_Brief_
Update the blog post on Don Quixote, starting with "Here we have" and going on through "four centuries ago.", by putting "lunatic" in place of "madman".

Monday, October 10, 2005

Socialist Reference

Here we have a review for "Hispanic Heritage Month" concerning Don Quixote.
Now notice how she weaves in Hugo Chavez(socialist maverick?) and the socialist agenda:

"Don Quixote de la Mancha' is 400 years old, and the world is throwing it a birthday party all year

By Maria RecioStar-Telegram Washington Bureau

WASHINGTON - He is a madman with a noble cause, a dreamer with determination, and amazingly relevant for a character created four centuries ago.
Don Quixote de la Mancha, the master work by Miguel de Cervantes about a would-be nobleman's search for beauty and truth, is celebrating its 400th anniversary.
The book, published in Spain in 1605, has touched centuries of writers, painters, singers, dancers and even politicians in ways that make it as relevant and modern as ever.

_Records_
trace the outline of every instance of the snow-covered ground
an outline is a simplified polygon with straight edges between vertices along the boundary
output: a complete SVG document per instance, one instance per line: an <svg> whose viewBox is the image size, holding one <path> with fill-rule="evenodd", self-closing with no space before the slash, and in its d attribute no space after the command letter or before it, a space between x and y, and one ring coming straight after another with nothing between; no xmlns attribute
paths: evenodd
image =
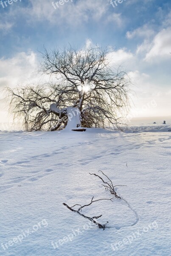
<svg viewBox="0 0 171 256"><path fill-rule="evenodd" d="M0 132L0 255L171 255L170 129ZM99 170L128 203L83 209L104 230L62 204L113 197Z"/></svg>

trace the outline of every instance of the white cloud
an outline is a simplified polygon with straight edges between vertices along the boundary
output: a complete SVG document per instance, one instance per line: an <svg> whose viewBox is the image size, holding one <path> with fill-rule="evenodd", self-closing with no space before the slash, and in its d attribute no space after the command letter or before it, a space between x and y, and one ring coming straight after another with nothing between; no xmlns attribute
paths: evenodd
<svg viewBox="0 0 171 256"><path fill-rule="evenodd" d="M171 52L171 27L163 29L154 37L150 50L146 55L147 61L168 59Z"/></svg>
<svg viewBox="0 0 171 256"><path fill-rule="evenodd" d="M14 23L10 23L8 22L2 22L0 23L0 30L3 30L4 32L6 32L7 30L9 30L14 26Z"/></svg>
<svg viewBox="0 0 171 256"><path fill-rule="evenodd" d="M130 59L132 59L134 55L131 52L126 51L126 48L123 48L110 52L108 57L112 63L122 64L123 62L129 61Z"/></svg>
<svg viewBox="0 0 171 256"><path fill-rule="evenodd" d="M20 52L12 58L0 59L0 87L13 87L35 79L37 70L36 55Z"/></svg>
<svg viewBox="0 0 171 256"><path fill-rule="evenodd" d="M132 31L128 31L126 36L129 39L135 37L146 38L152 36L154 34L154 31L149 27L149 25L145 24L143 26L137 28Z"/></svg>
<svg viewBox="0 0 171 256"><path fill-rule="evenodd" d="M118 26L121 27L123 24L123 21L121 13L113 13L108 16L106 21L112 22L114 26L115 26L116 24Z"/></svg>

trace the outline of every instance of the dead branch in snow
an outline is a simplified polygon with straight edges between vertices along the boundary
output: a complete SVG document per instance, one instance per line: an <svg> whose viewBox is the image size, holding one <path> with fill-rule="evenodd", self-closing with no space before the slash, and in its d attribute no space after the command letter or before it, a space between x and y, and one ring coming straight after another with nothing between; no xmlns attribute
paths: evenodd
<svg viewBox="0 0 171 256"><path fill-rule="evenodd" d="M105 223L105 224L104 224L104 225L102 225L101 224L100 224L100 223L98 223L98 222L97 222L97 221L95 221L95 220L94 219L97 219L98 218L101 218L101 217L102 216L102 215L100 215L99 216L95 216L94 217L92 217L92 218L91 218L90 217L88 217L87 216L86 216L85 215L84 215L84 214L82 214L82 213L81 213L81 212L80 212L80 211L81 211L81 209L84 207L87 207L87 206L89 206L89 205L90 205L93 203L94 203L95 202L97 202L97 201L100 201L101 200L110 200L110 201L112 201L112 202L113 202L113 201L112 201L112 199L114 198L111 198L109 199L107 199L107 198L103 198L101 199L98 199L97 200L94 200L94 201L93 200L93 198L94 198L94 197L93 197L93 198L91 200L91 202L90 204L85 204L84 205L83 205L83 206L81 206L80 204L75 204L75 205L72 206L72 207L70 207L66 204L65 204L64 203L63 204L65 206L66 206L68 209L69 209L72 212L77 212L78 214L79 214L81 216L82 216L82 217L83 217L84 218L85 218L88 219L88 220L90 221L92 221L92 222L93 222L96 225L97 225L99 228L102 228L104 230L106 228L106 226L107 224L107 223L108 223L108 221L107 221L106 222L106 223ZM75 210L75 209L73 209L73 207L74 207L75 206L76 206L76 205L79 205L81 207L80 207L80 208L78 210Z"/></svg>
<svg viewBox="0 0 171 256"><path fill-rule="evenodd" d="M104 186L105 188L105 189L107 189L107 190L109 190L109 189L110 193L112 195L114 195L117 198L119 198L119 199L121 199L121 198L120 196L119 196L118 195L116 191L115 191L114 188L116 186L124 186L124 185L117 185L115 186L113 186L112 180L110 180L110 179L107 177L107 175L105 175L103 172L102 172L101 171L99 171L98 172L101 172L104 176L105 176L106 177L107 177L107 179L108 179L109 181L108 181L108 182L107 182L107 181L104 181L104 180L103 180L103 179L101 177L98 175L97 175L97 174L95 174L95 173L90 173L90 175L94 175L95 176L98 177L101 180L103 181L103 182L104 183L104 184L107 184L107 185L103 185L103 184L102 185L102 186Z"/></svg>

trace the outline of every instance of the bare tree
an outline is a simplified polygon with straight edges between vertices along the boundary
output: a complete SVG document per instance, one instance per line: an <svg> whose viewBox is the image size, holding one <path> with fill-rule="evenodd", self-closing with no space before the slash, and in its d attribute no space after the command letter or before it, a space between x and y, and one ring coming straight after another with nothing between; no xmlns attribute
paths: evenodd
<svg viewBox="0 0 171 256"><path fill-rule="evenodd" d="M109 52L98 47L45 49L39 71L53 82L8 88L11 109L24 117L27 131L53 131L69 123L73 128L118 127L129 105L130 80L111 64Z"/></svg>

_Exercise output_
Here we have a review for "Hispanic Heritage Month" concerning Don Quixote.
Now notice how she weaves in Hugo Chavez(socialist maverick?) and the socialist agenda:

"Don Quixote de la Mancha' is 400 years old, and the world is throwing it a birthday party all year

By Maria RecioStar-Telegram Washington Bureau

WASHINGTON - He is a lunatic with a noble cause, a dreamer with determination, and amazingly relevant for a character created four centuries ago.